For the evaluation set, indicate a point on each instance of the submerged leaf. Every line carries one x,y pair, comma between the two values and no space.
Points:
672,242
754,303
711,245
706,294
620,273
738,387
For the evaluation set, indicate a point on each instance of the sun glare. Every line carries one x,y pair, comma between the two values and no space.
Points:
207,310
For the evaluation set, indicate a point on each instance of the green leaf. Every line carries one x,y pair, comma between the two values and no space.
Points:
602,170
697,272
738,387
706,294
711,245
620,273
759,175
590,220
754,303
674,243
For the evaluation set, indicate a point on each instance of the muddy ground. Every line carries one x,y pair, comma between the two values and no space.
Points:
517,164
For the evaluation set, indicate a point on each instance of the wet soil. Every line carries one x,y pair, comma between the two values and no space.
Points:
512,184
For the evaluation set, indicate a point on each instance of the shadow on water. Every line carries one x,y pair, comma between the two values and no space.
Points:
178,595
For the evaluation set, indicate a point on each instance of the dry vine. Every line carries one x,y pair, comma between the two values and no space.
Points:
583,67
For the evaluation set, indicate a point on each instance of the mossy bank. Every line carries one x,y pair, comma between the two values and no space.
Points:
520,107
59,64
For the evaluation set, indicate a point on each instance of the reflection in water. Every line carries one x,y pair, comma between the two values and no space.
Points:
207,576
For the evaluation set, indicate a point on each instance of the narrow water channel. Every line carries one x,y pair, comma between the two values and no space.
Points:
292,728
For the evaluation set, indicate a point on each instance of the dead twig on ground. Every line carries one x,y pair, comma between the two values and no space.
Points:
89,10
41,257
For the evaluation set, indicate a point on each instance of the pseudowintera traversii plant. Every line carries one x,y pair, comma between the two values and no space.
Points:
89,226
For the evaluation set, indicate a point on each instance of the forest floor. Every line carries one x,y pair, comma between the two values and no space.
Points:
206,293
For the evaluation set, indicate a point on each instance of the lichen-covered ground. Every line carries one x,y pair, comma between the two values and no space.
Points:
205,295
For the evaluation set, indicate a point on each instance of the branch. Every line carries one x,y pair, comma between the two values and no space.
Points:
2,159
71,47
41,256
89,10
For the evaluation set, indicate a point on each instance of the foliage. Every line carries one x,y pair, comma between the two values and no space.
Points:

Task prompt ->
Convert the stretch from the line containing "of the foliage." through the end of the entries above into a Markdown table with the columns Row and Line. Number each line in order and leave out any blank lines.

Solved problem ->
| Row | Line |
|---|---|
| 1 | For the evaluation set, indicate a point on each instance of the foliage. Every line carries one x,y pair, comma between the two values and no space. |
| 2 | Points: |